Texte source
-*-*-

Ressources humaines
Après la grande distribution, le phygital gagne la sphère des ressources humaines. La mixité des modes de travail – en présence et à distance - a de quoi désarçonner nombre de managers. Boîte à outils pour opérer le virage.

Le 100 % télétravail pour tous (au moins dans le tertiaire) a vécu. C’était le temps du confinement. Avec la rentrée, l’heure est à l’hybridation des modes d’organisation du travail. Pour preuve, chez Yubo, réseau social fort de plus de 35 millions d’utilisateurs dans le monde, « pas plus d’un tiers des effectifs peuvent se regrouper dans les locaux de Paris, explique Marc-Antoine Durand, directeur des opérations, les autres sont en télétravail, avec un système de roulement planifié. » Tantôt l’une, tantôt l’autre modalité. Autre univers, même tendance pour toutes les fonctions support de l’entreprise, avec Manutan. Seul 50 % des salariés de ce pro du B to B doivent se trouver dans les locaux de Gonesse.

Points de vigilance

Chez ADP, spécialiste de l’externalisation des services paie et RH, le seuil est fixé à 10 % sur le site de Rouen. Charles-Henri Besseyre des Horts, professeur émérite au département management et ressources humaines à HEC parle de « stratégie phygitale appliquée aux ressources humaines ». Nicolas Pette, associé chez Oliver Wyman, cabinet de conseils pour dirigeants, lui préfère le terme d’omnicanalité. La réalité de terrain : les salariés « switchent » les lieux de travail. « Voir aujourd’hui des entreprises qui n’abordent la question que sous l’aspect logistique m’effraie, souligne encore Nicolas Pette. Ce n’est qu’un élément du puzzle. Le bazar va l’emporter. » Plusieurs points de vigilance à passer en revue, « pour éviter de tomber dans la schizophrénie, même s’il n’y a pas de réponse unique », comme le fait remarquer Laurent Termignon, senior directeur talent chez Willis Towers Watson, cabinet dédié à la problématique des risques dans l’entreprise.

-*-*-

Consigne
Poursuivez l'article sur le travail hybride dans les ressources humaines à la suite de sa dernière phrase.

(Enregistrements issus d'une source de données)
-*-*-

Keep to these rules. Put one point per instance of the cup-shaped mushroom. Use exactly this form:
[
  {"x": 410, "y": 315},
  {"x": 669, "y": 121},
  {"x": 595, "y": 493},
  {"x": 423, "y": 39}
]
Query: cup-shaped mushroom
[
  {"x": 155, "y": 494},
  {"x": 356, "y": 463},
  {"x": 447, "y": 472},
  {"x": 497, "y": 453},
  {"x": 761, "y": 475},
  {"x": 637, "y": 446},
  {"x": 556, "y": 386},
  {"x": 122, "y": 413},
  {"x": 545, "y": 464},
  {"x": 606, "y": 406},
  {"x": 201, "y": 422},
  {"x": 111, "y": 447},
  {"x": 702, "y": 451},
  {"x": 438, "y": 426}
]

-*-*-

Production attendue
Les silos isolent. La mixité des modes de travail n’est pas une nouveauté chez ADP. Avec près de dix ans de pratique, on peut parler de culture d’entreprise, sans en galvauder le terme. Directrice des ressources humaines d’ADP, Elodie Gourmellet pointe le « risque de perdre en communication inter-équipes, entre des métiers différents, entre deux business units ». Elle l’a constaté. Le lien au sein de la société est de toutes les discussions entre managers. Une obsession. « Qu’est-ce que "faire société" ? Qu’est-ce que "faire collectif" ? Comment je fais coopérer, interroge encore Nicolas Pette. À défaut, une rupture va se produire. Les entreprises vont être vécues comme à plusieurs vitesses, de quoi les abîmer. »

Sondage anonyme

La transparence est une pièce maîtresse de cette organisation managériale omnicanale, digitale et présentielle. Ce que l’on apprenait à la machine à café doit se diffuser à l’ensemble des collaborateurs, présents ou pas. « Si l’information doit être complète, elle ne doit pas être intrusive, note Jérôme Armbruster, président de Hellowork, mais se faire à petites touches, pointilliste ou impressionniste. Où comment trouver le bon dosage. » Un sondage anonyme sur la perception des relations au manager, comme chez Willis Towers Watson, avec des résultats connus quasiment en temps réel. « L’intelligence artificielle peut agréger aujourd’hui les réponses apportées à des questions ouvertes », commente Laurent Termignon.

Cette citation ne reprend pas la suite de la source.